Problem to work on: Copy each record exactly, word for word.

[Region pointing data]

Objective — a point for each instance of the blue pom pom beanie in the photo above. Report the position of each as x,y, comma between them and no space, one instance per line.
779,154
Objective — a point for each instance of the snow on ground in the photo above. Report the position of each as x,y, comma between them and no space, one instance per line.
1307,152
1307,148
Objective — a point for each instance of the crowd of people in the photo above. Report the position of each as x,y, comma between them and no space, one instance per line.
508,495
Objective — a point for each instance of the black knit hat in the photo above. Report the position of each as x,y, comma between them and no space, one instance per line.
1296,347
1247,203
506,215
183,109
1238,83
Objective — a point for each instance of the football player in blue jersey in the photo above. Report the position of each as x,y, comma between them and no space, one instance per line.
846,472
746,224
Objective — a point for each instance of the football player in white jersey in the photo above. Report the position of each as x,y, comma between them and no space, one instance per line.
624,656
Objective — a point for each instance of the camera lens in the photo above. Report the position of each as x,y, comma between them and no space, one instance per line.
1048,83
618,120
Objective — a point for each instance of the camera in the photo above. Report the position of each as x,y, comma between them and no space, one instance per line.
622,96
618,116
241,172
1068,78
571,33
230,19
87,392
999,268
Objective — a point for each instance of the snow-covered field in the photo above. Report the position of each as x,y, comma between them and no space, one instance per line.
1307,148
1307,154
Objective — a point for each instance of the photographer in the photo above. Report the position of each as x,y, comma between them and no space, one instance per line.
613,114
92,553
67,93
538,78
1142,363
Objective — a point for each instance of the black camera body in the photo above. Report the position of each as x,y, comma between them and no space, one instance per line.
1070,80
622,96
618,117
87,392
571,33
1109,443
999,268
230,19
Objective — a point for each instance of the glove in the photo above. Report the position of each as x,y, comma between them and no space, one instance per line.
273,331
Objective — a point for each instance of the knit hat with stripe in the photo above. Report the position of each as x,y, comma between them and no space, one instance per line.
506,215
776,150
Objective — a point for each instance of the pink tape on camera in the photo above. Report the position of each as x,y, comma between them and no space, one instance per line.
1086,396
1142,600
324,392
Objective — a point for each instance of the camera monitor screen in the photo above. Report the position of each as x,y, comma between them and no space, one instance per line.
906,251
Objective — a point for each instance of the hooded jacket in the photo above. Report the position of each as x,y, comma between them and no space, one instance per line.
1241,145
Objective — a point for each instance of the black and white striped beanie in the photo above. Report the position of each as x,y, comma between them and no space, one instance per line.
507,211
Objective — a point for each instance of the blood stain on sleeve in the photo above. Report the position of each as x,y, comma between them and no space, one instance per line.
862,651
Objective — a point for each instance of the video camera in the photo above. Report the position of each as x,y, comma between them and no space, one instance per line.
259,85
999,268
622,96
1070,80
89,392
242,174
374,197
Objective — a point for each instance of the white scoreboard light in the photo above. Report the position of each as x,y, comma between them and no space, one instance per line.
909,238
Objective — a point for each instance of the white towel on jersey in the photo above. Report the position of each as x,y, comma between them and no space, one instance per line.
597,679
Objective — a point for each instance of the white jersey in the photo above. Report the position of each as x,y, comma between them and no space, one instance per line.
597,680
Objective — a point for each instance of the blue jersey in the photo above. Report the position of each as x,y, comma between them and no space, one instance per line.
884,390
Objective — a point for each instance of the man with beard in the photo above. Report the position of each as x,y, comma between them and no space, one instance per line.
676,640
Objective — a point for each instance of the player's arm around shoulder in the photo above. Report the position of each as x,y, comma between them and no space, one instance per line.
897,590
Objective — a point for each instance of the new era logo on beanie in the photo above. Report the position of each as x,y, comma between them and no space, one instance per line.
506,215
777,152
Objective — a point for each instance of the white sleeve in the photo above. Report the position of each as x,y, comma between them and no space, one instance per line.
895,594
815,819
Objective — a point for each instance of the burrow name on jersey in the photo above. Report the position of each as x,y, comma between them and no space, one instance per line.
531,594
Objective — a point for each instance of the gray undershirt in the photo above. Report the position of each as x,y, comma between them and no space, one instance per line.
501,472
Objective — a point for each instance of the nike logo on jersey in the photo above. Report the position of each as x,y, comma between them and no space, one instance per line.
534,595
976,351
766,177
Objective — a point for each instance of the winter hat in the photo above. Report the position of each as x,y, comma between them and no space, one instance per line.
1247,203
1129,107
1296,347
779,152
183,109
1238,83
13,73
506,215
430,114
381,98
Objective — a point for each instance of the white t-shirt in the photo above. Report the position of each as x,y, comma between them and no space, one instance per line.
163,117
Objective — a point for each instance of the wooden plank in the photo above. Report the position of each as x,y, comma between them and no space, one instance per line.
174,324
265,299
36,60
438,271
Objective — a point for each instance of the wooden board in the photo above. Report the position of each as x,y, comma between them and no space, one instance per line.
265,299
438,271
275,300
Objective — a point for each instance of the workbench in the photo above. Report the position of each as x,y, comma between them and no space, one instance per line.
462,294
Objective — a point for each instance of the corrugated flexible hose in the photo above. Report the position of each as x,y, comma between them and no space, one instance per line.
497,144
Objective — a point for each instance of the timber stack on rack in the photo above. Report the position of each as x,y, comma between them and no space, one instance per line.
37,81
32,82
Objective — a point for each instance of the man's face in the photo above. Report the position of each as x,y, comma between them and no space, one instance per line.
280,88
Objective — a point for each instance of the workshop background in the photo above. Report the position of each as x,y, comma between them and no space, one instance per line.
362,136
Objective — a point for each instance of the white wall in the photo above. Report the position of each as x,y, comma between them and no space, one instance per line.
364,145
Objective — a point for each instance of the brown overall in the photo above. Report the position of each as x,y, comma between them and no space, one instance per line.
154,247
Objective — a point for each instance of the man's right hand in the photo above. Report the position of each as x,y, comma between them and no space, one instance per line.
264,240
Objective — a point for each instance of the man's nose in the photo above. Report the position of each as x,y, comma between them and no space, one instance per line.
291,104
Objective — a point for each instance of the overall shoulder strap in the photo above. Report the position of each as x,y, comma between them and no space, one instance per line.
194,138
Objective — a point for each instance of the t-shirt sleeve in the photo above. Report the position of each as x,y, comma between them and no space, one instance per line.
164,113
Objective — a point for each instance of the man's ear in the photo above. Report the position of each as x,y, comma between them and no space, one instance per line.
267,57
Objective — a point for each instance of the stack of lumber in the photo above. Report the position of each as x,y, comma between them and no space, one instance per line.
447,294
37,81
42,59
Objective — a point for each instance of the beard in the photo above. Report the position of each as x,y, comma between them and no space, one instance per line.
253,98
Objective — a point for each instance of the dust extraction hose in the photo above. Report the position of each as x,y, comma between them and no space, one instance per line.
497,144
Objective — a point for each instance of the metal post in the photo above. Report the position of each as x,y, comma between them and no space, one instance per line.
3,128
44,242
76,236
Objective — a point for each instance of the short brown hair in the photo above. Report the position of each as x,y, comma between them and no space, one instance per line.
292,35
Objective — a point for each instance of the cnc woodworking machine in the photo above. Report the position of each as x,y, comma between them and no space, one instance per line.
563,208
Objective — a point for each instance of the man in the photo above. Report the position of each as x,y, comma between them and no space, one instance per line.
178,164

Solved problem:
Objective — a point for each instance of the blue pom pom beanie in the photo above. Report the position of each as x,y, comma between them and no space, one instance per line.
779,154
Objective — a point for each instance of the snow on ground in the photo above. Report the position of each as x,y, comma between them and no space, one instance per line.
1307,152
1307,148
Objective — a point for each instance of the crowd of people in the photo above. Report the position of each as x,y, comma between them and no space, one instance per line.
508,495
Objective — a point for each instance of the black knit hat in the photo above. Report the position of each as x,y, comma between them and no space, one instance per line.
1296,347
1247,203
506,215
183,109
1238,83
Objective — a point for each instance of the football player in blue jersey in the photo above. Report the position of each as x,y, comma between them and no space, one instance per line.
846,472
746,224
Objective — a point for each instance of the football player in white jersey in the photo above. Report the position of each as x,y, comma between them and no space, one instance per line.
624,656
Objective — a point for each instance of the camera lens in the photo above. Report the position of each as x,y, comma between them and no space, one instance per line.
1048,83
618,120
Objective — a point for each instance of the camera in the photo above. Report the position of each as x,y, comma between them and no space, one instance per line.
622,96
618,116
241,172
1068,78
571,33
230,19
87,392
999,268
Objective — a point for each instance of the snow-covered field in the photo above. Report the position of each as x,y, comma between them and no space, one instance per line.
1307,148
1307,154
Objective — a point for each instance of the photographer in the photo above. Report the position of each as x,y, comma between them and no space, one instance per line.
613,114
92,553
67,93
538,78
1142,363
Objective — a point for each instance of the black camera body in the photo above. Report the position of each as x,y, comma between them and no space, one instance per line.
1070,80
622,96
618,117
87,392
571,33
1109,443
999,268
230,19
Objective — a point for each instance of the glove in the photo above. Report the position of each as x,y, comma between them and no space, one instance per line.
273,331
Objective — a point for each instance of the knit hat with stripe in the photo above. Report the position of each as x,y, comma between them and no space, one instance per line.
506,215
776,150
Objective — a point for each instance of the pink tape on camera in the photo above. Report the position of each as x,y, comma between them and no space, one instance per line.
1086,396
1142,600
324,392
Objective — a point for each instance of the camera monitor screen in the photo above. Report the position of each as x,y, comma between them and no space, one instance per line.
906,251
Objective — a point for each instance of the hooded jacket in the photo above. Report the position of each as x,y, comma between them and no space, one instance per line.
1241,145
Objective — a point for each instance of the black and white striped beanie in the photo above. Report the position of each as x,y, comma between them and no space, one instance per line.
507,211
Objective — a point for each instance of the blood stain on sleeve in the photo above. Report the position of each as x,y, comma between them and no space, one instance per line.
862,651
Objective — a point for each instance of the video camera in the photo above. Report the position of each as x,y, comma between them and no space, one instance per line.
259,85
999,268
622,96
1070,80
89,392
242,174
374,197
Objective — a point for each instance of the white scoreboard light in the photo above. Report the position of each as x,y, comma between them and no space, one instance per line.
909,238
Objective — a point for each instance of the white towel on jersey in the photo above. Report the position of each as x,y, comma between them and no space, one instance per line.
597,679
Objective — a point for each instance of the white jersey in the photo above. Report the position of each as x,y, comma between them and no space, one instance per line.
597,680
Objective — a point for each instance of the blue jersey in the photo above. Report the position of each as x,y, comma between them and no space, one instance per line.
884,390
Objective — a point for each instance of the man with beard in the photo above. Report the position of each as x,y, comma between them and no space, one instance per line.
676,640
Objective — a point for each instance of the player's arm around shoulder in the photo above. Report the position of each as x,y, comma between them and no space, one instance per line.
897,590
Objective — a point for each instance of the new era logo on beanie in the photo above. Report the position of each as x,y, comma between them and no space, one instance per line.
506,215
777,152
Objective — a point for each instance of the white sleeve in the photo above. Report the position of each as x,y, comma between them and no space, one instance per line.
895,594
815,819
Objective — a point for each instance of the burrow name on jersey in the photo above. Report the position of each as x,y, comma between them and no space, one instance per line.
531,594
Objective — a point for each instance of the gray undershirt in the photo above. Report the position of each as x,y, comma between them and no space, one instance per line.
501,472
Objective — a point for each instance of the nike logo on jersey in the photo above. Report the position of each as x,y, comma between them and no space, one instance per line.
534,595
976,351
766,177
Objective — a point for each instance of the winter hat in the photo above. Report the position of each as x,y, comma between them and no space, one instance per line.
1247,203
1129,107
1296,347
779,152
183,109
1238,83
13,73
506,215
430,114
381,98
Objective — a point for each instance of the white t-shirt in the photo above. Report the position of each as x,y, comma between them and no space, one instance per line.
163,117
Objective — a point for each instance of the wooden plank in the photo above. Report the position of each as x,y, comma between them and no space, one instance per line.
174,324
265,299
36,60
438,271
Objective — a point for each instance of the wooden board in the photo above. Report the position of each as x,y, comma between them and no space, one instance per line.
265,299
438,271
275,300
Objective — a point for each instance of the workbench in the photo above. Report the position of each as x,y, comma between them and no space, one instance per line.
462,294
Objective — a point for each instance of the corrugated flexible hose in the photo above. Report the position of each as x,y, comma between them and no space, one instance per line.
497,144
Objective — a point for each instance of the timber stack on rack in the photo above. Report the position of each as x,y, comma between them and no space, one instance per line.
37,81
32,82
Objective — a point for each instance of the man's face in the photo above. Report the position of each as x,y, comma between them and no space, one instance per line.
280,88
Objective — a point for each instance of the workshop background in the photo above. Report the position of each as x,y, comma between them and no space, one instance per line.
362,136
Objective — a point for each instance of the white wall in the photo above. Report the position of each as x,y, comma between them and no space, one instance per line.
364,145
Objective — a point for each instance of the brown overall in the photo above. Report the position of each as x,y, comma between them and no space, one instance per line.
154,247
Objective — a point for each instance of the man's right hand in the photo above. Report the position of each as x,y, comma between them and no space, one instance per line.
264,240
Objective — a point for each instance of the man's nose in the photo above. Report the position of each as x,y, comma between them and no space, one instance per line.
291,104
Objective — a point for each instance of the overall shoulder strap in the photo above. Report the position of each as x,y, comma between them and no space, one instance per line.
194,138
Objective — a point for each instance of the t-shirt sleeve in the photo above. Report the position of each as x,y, comma between them and no space, one instance per line.
164,113
Objective — a point for each instance of the man's ear in the photo above. Report the position of each as x,y, comma between them and no space, one instance per line.
267,57
Objective — a point for each instance of the stack of lumber in the photo above. Report the position of each as x,y, comma between them and no space, one instance per line.
447,294
37,81
42,59
Objective — a point for each instance of the beard in the photo above. Report the position of each as x,y, comma between them and no space, one instance per line.
253,98
Objective — a point for each instance of the dust extraction hose in the photo above. Report the position of each as x,y, comma between them and no space, one instance per line.
497,144
Objective — a point for each instance of the metal post in the photo above. Report the position of each as x,y, comma between them and no space, one instance per line.
3,128
44,242
76,236
Objective — a point for each instance of the short brown hair in the photo above. Report the position of each as x,y, comma between them and no space, one instance per line.
292,35
Objective — a point for each instance of the cnc woodworking machine in the photo above. Report the position of each as x,y, comma between them and no space, one instance per line.
563,208
Objective — a point for each instance of the man in the photo above. Report the position of each as x,y, comma between them and no space, one instance per line.
178,164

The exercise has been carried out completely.